Region pointing data:
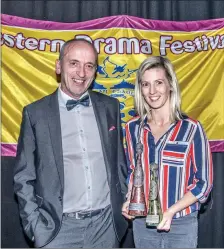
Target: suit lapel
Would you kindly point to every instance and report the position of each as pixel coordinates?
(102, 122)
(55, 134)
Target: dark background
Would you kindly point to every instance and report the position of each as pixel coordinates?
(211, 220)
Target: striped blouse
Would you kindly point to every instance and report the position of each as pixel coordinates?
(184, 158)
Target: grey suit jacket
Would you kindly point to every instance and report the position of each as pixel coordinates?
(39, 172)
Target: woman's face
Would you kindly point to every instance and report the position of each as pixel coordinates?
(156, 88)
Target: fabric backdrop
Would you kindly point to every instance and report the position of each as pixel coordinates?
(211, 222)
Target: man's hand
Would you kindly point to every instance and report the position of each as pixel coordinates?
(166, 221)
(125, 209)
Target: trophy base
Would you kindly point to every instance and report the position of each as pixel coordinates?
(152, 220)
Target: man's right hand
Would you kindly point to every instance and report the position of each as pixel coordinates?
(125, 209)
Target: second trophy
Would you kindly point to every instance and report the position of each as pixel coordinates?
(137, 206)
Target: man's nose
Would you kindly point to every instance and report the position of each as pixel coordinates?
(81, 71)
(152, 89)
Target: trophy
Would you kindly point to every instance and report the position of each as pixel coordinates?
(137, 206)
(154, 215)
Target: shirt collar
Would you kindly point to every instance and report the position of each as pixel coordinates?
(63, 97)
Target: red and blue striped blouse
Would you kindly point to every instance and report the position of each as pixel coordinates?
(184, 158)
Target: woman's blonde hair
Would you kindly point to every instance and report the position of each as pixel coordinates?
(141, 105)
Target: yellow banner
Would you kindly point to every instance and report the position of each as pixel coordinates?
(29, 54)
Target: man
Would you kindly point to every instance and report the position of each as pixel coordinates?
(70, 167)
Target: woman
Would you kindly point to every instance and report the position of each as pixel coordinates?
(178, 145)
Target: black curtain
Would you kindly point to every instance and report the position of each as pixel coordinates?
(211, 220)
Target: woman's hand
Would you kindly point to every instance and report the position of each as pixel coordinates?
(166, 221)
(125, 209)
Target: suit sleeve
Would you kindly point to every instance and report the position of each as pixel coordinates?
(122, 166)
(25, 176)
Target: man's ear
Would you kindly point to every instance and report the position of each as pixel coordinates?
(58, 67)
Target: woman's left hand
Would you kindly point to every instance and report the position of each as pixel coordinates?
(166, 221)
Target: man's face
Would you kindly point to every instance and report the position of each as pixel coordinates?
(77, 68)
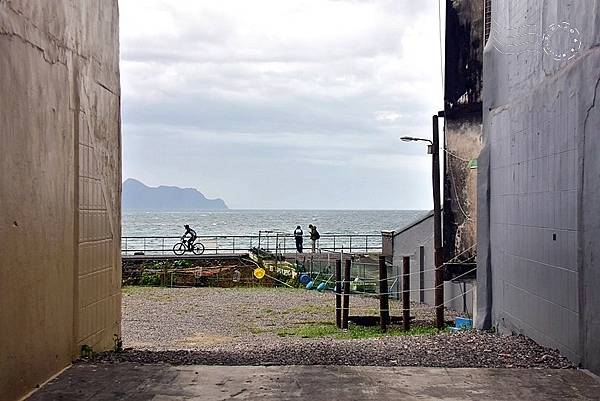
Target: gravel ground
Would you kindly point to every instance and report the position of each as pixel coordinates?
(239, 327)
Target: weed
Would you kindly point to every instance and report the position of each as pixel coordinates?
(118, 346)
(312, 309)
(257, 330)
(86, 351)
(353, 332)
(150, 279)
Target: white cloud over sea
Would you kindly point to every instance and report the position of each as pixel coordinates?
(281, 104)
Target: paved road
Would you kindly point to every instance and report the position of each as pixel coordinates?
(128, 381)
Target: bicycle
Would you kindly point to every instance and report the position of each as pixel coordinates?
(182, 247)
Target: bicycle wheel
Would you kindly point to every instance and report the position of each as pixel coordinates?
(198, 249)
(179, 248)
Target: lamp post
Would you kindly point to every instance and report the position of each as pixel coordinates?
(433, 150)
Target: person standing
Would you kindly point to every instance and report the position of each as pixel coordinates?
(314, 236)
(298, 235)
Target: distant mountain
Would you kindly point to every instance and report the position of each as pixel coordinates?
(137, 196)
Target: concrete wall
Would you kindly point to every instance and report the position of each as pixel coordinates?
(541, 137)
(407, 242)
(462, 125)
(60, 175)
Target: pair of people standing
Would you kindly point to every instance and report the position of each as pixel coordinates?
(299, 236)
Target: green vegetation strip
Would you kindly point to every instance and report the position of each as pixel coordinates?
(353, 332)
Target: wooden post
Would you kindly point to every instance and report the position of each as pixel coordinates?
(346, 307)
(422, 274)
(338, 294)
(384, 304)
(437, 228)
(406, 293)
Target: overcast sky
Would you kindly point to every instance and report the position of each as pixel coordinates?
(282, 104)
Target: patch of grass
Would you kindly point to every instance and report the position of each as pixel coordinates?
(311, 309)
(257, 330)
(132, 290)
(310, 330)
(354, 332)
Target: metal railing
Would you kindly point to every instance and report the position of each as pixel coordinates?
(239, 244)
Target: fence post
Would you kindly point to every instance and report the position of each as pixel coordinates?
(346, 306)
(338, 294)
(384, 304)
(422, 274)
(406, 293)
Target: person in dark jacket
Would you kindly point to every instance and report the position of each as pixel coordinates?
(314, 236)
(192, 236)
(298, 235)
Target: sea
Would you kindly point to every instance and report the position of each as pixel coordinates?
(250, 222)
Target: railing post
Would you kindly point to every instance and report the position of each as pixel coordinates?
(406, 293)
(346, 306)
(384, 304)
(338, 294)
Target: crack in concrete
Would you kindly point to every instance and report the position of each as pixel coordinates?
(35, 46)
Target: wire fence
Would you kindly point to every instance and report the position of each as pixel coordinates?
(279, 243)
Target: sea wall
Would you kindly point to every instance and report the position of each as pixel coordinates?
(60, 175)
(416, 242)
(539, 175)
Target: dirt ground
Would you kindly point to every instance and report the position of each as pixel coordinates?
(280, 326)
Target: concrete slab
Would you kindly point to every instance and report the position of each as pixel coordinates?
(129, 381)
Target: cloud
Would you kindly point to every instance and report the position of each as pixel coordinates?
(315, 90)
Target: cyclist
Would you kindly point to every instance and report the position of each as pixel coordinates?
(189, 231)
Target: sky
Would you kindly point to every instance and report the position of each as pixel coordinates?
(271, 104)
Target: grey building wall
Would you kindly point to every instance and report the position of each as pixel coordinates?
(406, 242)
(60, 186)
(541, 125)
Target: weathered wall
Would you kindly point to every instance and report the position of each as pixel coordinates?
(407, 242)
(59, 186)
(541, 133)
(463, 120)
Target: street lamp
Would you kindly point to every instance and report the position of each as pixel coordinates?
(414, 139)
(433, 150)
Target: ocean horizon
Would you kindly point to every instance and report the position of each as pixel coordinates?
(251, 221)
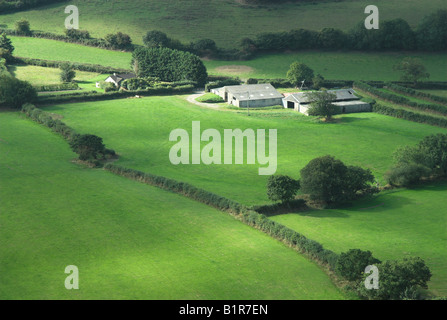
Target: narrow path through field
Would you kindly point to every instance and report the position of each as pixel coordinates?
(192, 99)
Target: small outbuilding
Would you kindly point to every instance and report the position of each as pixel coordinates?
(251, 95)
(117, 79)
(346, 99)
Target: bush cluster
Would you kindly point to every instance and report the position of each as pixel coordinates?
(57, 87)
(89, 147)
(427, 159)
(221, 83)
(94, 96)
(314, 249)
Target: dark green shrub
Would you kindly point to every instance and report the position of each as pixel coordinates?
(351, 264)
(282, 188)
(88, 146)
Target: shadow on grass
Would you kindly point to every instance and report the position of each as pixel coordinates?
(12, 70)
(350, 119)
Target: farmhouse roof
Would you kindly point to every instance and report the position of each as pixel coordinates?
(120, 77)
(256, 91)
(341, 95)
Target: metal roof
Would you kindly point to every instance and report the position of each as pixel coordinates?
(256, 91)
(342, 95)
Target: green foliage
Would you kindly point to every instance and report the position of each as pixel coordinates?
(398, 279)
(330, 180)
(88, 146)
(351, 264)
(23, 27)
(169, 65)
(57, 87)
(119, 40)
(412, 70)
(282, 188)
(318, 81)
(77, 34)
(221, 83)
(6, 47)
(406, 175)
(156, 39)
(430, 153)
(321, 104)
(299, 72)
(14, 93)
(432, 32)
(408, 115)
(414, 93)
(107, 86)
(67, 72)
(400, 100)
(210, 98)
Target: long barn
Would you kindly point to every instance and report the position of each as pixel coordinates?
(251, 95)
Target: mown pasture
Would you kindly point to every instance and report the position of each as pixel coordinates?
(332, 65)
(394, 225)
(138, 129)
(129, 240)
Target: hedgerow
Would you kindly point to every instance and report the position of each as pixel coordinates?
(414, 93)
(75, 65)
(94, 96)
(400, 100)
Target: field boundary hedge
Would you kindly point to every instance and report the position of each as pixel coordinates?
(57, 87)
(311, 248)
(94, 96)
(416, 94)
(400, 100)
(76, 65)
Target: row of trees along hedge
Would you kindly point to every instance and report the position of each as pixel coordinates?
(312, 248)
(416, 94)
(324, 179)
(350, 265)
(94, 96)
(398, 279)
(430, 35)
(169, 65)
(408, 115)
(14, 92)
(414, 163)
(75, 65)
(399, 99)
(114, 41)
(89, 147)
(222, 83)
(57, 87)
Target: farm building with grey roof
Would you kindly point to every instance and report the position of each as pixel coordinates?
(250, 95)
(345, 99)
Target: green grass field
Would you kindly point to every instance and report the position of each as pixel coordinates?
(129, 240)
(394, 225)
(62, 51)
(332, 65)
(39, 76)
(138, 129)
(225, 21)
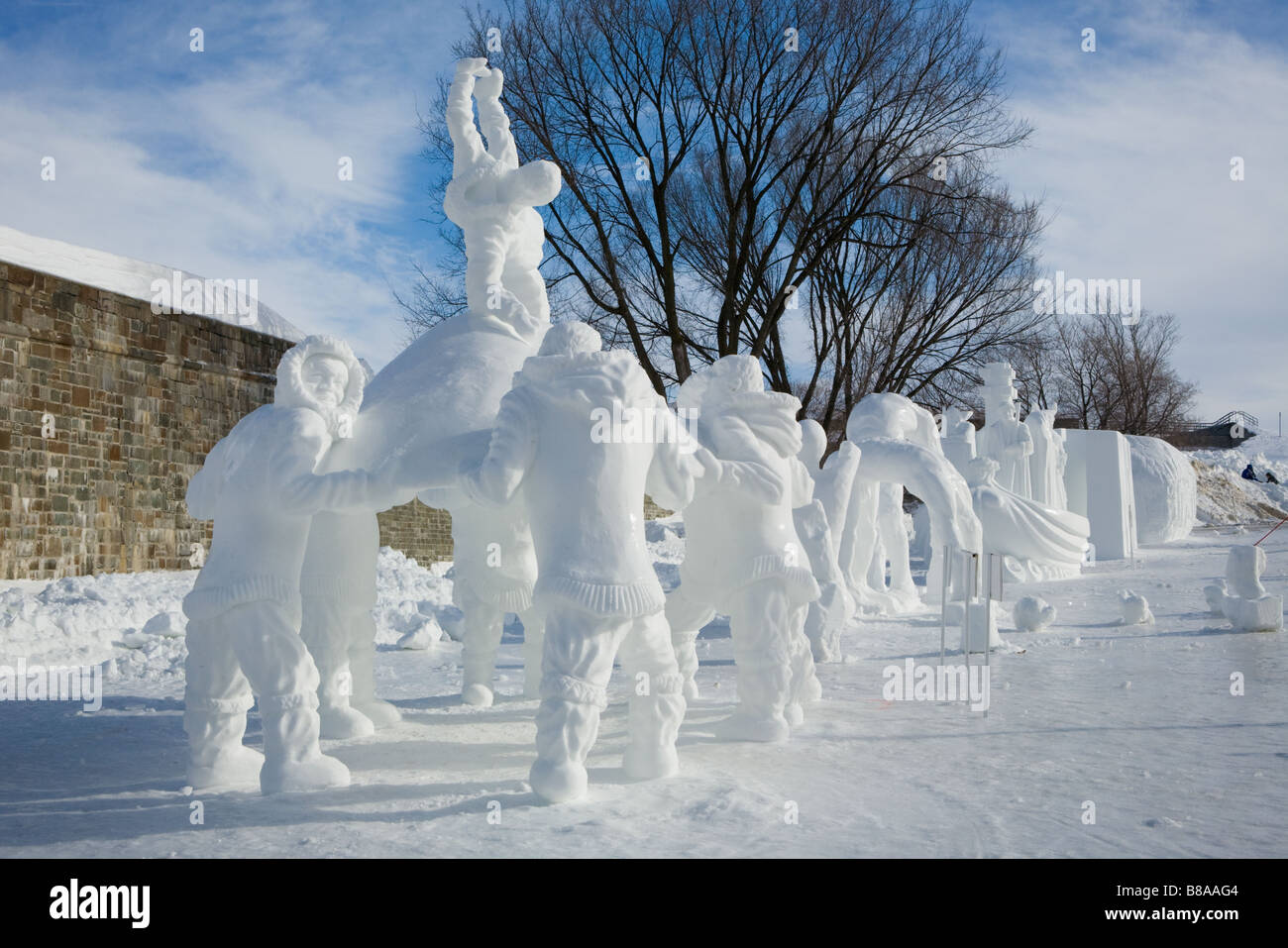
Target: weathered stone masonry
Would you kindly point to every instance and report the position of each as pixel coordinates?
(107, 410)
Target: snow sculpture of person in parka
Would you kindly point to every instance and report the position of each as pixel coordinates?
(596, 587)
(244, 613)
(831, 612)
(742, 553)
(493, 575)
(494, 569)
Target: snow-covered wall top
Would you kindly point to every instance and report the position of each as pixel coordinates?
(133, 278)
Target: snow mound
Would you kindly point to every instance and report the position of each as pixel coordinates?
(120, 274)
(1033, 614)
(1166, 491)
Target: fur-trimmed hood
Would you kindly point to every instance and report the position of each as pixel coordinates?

YOUR INSTRUCTIONS
Locate the lines above that hold the word "face". Show every one of them.

EXPECTED ANSWER
Target: woman's face
Target: man's face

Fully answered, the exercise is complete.